**Requirement**
How many lines of the listing below contain the string "wiper"? Case counts; give only the number.

**Recorded data**
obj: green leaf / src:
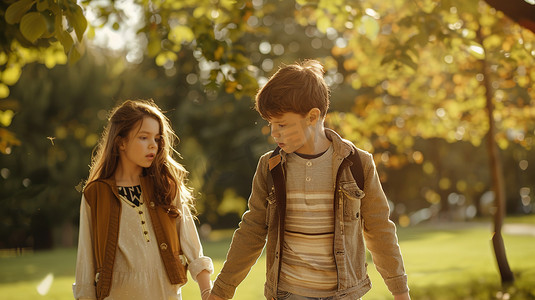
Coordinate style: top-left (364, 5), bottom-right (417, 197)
top-left (0, 109), bottom-right (15, 127)
top-left (65, 5), bottom-right (87, 42)
top-left (20, 12), bottom-right (46, 43)
top-left (56, 30), bottom-right (74, 54)
top-left (0, 64), bottom-right (22, 85)
top-left (68, 47), bottom-right (82, 64)
top-left (6, 0), bottom-right (34, 24)
top-left (0, 83), bottom-right (9, 99)
top-left (468, 42), bottom-right (485, 59)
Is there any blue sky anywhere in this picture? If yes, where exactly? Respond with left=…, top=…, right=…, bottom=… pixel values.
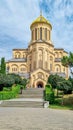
left=0, top=0, right=73, bottom=60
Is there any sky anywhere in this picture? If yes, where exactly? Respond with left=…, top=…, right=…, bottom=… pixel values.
left=0, top=0, right=73, bottom=60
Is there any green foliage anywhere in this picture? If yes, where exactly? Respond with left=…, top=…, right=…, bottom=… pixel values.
left=61, top=52, right=73, bottom=75
left=0, top=57, right=6, bottom=74
left=48, top=74, right=73, bottom=93
left=0, top=74, right=15, bottom=91
left=0, top=85, right=20, bottom=100
left=45, top=84, right=54, bottom=104
left=58, top=80, right=72, bottom=94
left=48, top=74, right=64, bottom=89
left=20, top=79, right=28, bottom=88
left=8, top=73, right=22, bottom=84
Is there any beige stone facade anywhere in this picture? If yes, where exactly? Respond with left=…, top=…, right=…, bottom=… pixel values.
left=6, top=15, right=68, bottom=88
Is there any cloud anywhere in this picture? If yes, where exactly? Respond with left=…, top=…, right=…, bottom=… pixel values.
left=40, top=0, right=73, bottom=52
left=0, top=0, right=73, bottom=59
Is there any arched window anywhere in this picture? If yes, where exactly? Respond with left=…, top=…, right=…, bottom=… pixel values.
left=45, top=28, right=47, bottom=40
left=45, top=61, right=48, bottom=69
left=35, top=28, right=37, bottom=40
left=33, top=61, right=36, bottom=69
left=39, top=60, right=43, bottom=68
left=50, top=64, right=52, bottom=71
left=40, top=27, right=42, bottom=40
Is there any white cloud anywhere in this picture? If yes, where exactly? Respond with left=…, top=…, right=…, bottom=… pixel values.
left=0, top=0, right=73, bottom=60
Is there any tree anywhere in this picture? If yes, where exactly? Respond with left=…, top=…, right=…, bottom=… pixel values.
left=8, top=73, right=22, bottom=84
left=61, top=52, right=73, bottom=75
left=0, top=57, right=6, bottom=74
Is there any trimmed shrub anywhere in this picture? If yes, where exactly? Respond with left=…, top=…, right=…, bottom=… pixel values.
left=44, top=84, right=55, bottom=104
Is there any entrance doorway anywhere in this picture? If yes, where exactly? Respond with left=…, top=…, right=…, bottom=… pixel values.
left=37, top=82, right=43, bottom=88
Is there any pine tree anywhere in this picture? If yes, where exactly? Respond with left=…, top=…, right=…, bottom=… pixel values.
left=0, top=57, right=6, bottom=74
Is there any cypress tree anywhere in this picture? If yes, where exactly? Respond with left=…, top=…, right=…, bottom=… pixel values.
left=0, top=57, right=6, bottom=74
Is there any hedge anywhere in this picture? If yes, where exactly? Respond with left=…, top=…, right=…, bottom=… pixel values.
left=0, top=85, right=20, bottom=100
left=44, top=84, right=55, bottom=104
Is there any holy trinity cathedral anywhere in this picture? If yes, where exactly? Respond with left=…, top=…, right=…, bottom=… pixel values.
left=6, top=15, right=68, bottom=88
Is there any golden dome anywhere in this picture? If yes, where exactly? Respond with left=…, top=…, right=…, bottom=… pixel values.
left=30, top=15, right=52, bottom=28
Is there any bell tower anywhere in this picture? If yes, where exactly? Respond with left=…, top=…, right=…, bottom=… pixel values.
left=30, top=13, right=52, bottom=42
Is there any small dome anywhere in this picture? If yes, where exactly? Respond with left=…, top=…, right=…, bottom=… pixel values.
left=30, top=15, right=52, bottom=28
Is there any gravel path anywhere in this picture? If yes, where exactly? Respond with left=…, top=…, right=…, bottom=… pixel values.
left=0, top=108, right=73, bottom=130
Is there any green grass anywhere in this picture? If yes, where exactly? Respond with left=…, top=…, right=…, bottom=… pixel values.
left=49, top=104, right=73, bottom=110
left=0, top=85, right=20, bottom=100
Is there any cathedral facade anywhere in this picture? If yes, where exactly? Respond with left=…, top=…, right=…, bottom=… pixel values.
left=6, top=15, right=68, bottom=88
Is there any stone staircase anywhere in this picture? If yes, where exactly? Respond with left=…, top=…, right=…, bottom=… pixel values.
left=0, top=88, right=44, bottom=108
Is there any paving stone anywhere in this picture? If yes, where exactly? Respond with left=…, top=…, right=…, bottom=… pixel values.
left=0, top=107, right=73, bottom=130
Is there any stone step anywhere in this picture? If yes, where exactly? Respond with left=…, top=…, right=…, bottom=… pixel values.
left=0, top=100, right=43, bottom=108
left=18, top=94, right=43, bottom=98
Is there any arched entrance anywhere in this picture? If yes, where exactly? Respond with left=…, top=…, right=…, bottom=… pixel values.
left=37, top=81, right=44, bottom=88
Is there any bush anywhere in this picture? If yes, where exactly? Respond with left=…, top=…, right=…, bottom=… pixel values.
left=0, top=85, right=20, bottom=100
left=44, top=84, right=55, bottom=104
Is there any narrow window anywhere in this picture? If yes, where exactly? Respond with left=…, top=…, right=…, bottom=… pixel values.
left=45, top=28, right=47, bottom=40
left=35, top=28, right=37, bottom=40
left=50, top=64, right=52, bottom=71
left=40, top=28, right=42, bottom=40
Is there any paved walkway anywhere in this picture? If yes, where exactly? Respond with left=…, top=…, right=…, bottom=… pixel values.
left=0, top=108, right=73, bottom=130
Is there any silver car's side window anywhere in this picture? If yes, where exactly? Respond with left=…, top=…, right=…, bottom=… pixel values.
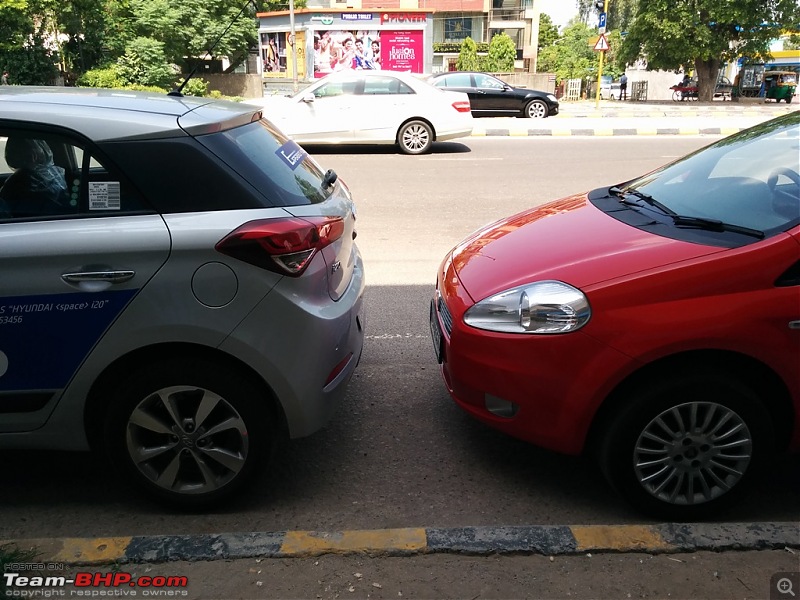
left=0, top=130, right=148, bottom=220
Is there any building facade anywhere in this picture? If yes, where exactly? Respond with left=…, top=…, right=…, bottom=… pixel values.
left=258, top=0, right=539, bottom=84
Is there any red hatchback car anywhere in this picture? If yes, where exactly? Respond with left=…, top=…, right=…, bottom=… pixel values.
left=431, top=112, right=800, bottom=520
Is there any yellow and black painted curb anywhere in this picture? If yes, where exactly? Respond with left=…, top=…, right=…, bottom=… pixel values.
left=0, top=523, right=800, bottom=565
left=472, top=124, right=747, bottom=137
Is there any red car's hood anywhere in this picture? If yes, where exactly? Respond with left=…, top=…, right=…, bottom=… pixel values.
left=453, top=194, right=723, bottom=302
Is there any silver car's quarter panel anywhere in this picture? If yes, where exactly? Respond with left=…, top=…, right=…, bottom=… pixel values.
left=220, top=240, right=366, bottom=438
left=0, top=215, right=170, bottom=432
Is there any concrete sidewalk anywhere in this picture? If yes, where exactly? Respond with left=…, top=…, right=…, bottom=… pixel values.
left=472, top=100, right=797, bottom=137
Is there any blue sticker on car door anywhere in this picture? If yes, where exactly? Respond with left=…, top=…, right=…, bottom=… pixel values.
left=0, top=289, right=138, bottom=392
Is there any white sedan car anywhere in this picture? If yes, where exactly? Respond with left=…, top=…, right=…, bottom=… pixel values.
left=248, top=71, right=472, bottom=154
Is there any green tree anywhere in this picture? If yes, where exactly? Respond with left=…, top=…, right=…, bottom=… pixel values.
left=117, top=37, right=178, bottom=89
left=619, top=0, right=800, bottom=101
left=456, top=37, right=481, bottom=71
left=54, top=0, right=114, bottom=73
left=538, top=21, right=598, bottom=81
left=537, top=13, right=558, bottom=52
left=481, top=33, right=517, bottom=73
left=0, top=0, right=59, bottom=85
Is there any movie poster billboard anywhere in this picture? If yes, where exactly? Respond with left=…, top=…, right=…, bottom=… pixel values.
left=261, top=31, right=306, bottom=79
left=314, top=29, right=382, bottom=77
left=381, top=31, right=423, bottom=73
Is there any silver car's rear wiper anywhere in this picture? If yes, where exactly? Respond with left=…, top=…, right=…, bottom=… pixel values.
left=322, top=169, right=339, bottom=190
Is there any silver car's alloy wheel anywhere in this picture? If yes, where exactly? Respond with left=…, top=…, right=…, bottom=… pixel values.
left=525, top=100, right=547, bottom=119
left=126, top=386, right=249, bottom=494
left=634, top=402, right=753, bottom=505
left=398, top=121, right=433, bottom=154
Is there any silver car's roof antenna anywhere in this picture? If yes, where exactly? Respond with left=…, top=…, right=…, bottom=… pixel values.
left=167, top=0, right=258, bottom=97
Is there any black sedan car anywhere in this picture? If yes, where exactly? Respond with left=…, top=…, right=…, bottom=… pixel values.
left=428, top=71, right=558, bottom=119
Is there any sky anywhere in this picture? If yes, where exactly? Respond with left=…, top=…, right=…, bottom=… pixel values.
left=537, top=0, right=578, bottom=28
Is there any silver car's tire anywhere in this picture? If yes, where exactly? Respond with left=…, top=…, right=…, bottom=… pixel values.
left=599, top=373, right=773, bottom=521
left=105, top=360, right=272, bottom=508
left=525, top=100, right=547, bottom=119
left=397, top=121, right=433, bottom=154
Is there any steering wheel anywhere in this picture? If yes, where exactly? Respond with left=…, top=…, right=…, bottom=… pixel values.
left=767, top=167, right=800, bottom=193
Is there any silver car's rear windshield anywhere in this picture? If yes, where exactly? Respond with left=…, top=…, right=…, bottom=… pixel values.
left=196, top=119, right=329, bottom=206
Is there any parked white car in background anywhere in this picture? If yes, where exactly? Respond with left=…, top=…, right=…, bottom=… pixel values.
left=247, top=70, right=472, bottom=154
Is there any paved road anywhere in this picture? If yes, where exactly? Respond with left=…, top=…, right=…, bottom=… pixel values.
left=472, top=100, right=797, bottom=137
left=0, top=136, right=800, bottom=598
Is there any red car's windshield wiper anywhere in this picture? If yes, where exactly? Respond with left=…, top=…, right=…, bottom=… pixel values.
left=608, top=186, right=765, bottom=240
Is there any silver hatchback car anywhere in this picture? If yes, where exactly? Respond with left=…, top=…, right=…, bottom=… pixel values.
left=0, top=86, right=365, bottom=507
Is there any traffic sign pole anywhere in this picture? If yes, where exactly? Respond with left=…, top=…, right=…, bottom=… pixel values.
left=594, top=0, right=608, bottom=109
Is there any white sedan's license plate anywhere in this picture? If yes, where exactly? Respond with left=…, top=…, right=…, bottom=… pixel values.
left=430, top=300, right=444, bottom=363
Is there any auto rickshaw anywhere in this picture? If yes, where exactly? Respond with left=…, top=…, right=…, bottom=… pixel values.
left=764, top=71, right=797, bottom=104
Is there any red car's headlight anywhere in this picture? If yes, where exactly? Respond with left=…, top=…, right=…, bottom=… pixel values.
left=464, top=281, right=592, bottom=334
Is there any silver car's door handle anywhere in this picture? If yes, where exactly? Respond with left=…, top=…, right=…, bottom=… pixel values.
left=61, top=271, right=136, bottom=283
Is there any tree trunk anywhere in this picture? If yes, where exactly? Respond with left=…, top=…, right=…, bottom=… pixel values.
left=694, top=58, right=722, bottom=102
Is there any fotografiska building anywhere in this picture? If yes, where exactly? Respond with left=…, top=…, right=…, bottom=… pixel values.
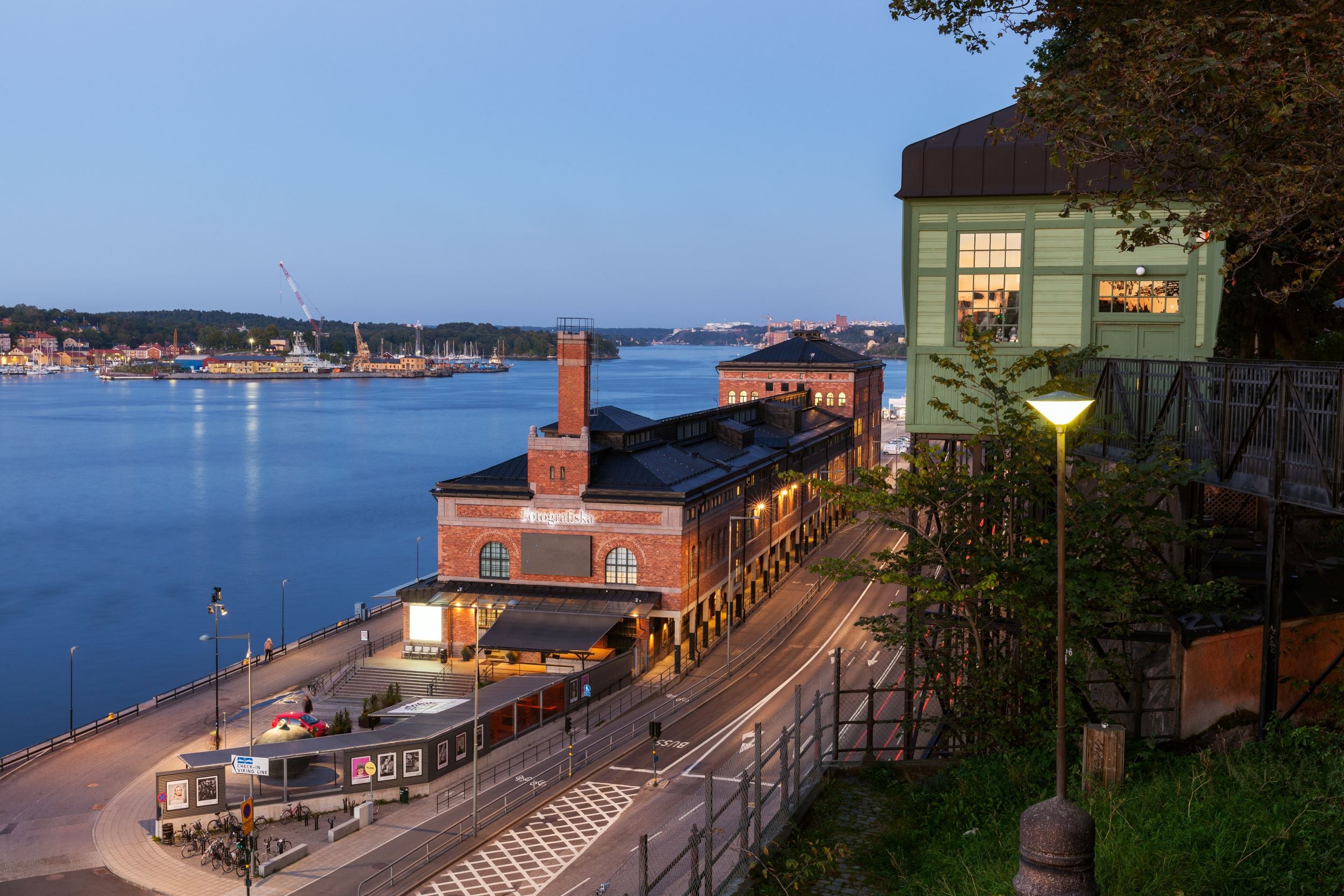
left=399, top=318, right=883, bottom=672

**Answer for this exercise**
2